■ REQUIREMENT
Your answer must be every line of the data that contains "cluster".

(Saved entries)

--- START ---

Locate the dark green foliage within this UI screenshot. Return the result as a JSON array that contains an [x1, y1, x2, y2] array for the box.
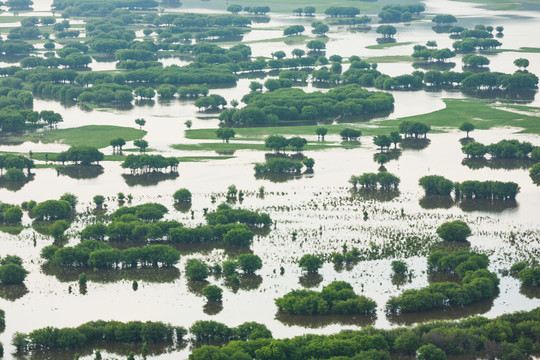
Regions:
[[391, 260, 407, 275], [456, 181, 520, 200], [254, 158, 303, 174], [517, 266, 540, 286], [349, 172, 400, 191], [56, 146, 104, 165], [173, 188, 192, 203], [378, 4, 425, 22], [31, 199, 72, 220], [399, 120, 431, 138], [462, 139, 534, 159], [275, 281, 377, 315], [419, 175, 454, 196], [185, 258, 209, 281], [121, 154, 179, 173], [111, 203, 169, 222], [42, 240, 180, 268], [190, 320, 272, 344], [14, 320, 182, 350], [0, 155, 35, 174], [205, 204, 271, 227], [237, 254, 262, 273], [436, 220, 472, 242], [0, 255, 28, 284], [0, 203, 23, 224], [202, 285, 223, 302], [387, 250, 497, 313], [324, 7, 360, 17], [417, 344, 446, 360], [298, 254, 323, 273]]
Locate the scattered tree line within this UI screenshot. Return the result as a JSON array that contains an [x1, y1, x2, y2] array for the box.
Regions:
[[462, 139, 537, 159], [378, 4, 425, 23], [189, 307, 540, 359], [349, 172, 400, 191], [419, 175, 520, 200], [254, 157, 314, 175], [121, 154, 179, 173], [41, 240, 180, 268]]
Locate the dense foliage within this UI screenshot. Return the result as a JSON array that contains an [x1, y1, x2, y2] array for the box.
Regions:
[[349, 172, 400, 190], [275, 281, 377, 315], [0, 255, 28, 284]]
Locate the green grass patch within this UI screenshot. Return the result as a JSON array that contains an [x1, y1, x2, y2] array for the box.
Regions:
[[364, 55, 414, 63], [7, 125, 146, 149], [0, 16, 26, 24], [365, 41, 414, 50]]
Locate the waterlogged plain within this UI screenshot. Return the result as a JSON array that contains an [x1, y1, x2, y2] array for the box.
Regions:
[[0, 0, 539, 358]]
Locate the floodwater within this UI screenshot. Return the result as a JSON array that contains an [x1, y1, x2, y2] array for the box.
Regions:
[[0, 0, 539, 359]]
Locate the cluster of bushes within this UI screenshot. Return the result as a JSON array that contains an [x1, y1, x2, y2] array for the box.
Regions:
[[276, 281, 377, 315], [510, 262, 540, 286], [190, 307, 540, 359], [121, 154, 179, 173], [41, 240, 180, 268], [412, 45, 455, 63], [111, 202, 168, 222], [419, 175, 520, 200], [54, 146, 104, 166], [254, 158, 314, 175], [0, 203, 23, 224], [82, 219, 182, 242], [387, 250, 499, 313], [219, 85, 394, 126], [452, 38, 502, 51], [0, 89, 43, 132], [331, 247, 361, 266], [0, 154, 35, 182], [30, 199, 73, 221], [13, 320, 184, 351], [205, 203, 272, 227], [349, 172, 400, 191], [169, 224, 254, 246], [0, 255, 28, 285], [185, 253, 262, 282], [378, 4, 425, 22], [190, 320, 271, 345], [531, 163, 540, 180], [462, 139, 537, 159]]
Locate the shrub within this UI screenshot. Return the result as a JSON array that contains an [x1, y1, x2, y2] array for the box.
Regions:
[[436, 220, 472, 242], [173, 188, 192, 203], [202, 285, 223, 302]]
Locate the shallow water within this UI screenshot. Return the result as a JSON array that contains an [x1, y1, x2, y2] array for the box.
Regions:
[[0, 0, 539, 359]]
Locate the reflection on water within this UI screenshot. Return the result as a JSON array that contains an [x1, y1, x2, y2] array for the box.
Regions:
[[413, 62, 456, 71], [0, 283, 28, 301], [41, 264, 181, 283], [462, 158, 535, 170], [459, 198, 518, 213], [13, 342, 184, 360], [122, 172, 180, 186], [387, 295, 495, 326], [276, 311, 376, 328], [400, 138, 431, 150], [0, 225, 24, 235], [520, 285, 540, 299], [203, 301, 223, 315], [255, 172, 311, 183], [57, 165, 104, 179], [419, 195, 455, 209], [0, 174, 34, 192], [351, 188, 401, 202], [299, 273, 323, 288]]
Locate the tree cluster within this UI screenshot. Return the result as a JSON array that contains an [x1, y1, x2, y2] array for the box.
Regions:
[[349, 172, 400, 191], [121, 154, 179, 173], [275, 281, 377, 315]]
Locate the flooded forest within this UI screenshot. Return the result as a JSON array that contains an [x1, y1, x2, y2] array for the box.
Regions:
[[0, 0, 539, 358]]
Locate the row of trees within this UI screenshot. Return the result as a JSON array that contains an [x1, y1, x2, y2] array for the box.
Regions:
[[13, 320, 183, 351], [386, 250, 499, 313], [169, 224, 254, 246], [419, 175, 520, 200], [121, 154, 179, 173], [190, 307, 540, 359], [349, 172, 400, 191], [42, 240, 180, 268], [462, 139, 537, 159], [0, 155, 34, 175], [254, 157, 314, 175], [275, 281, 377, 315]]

--- END ---

■ EXERCISE SOLUTION
Locate the cluster of bushes within this UI screenshot. Return the result as a JSON array that contains an [x1, y1, x2, y2] array for the box.
Locate the tree cluster within this UI screenshot. Return the result as a JSON array that contains an [x1, y1, x2, y2] array for the box.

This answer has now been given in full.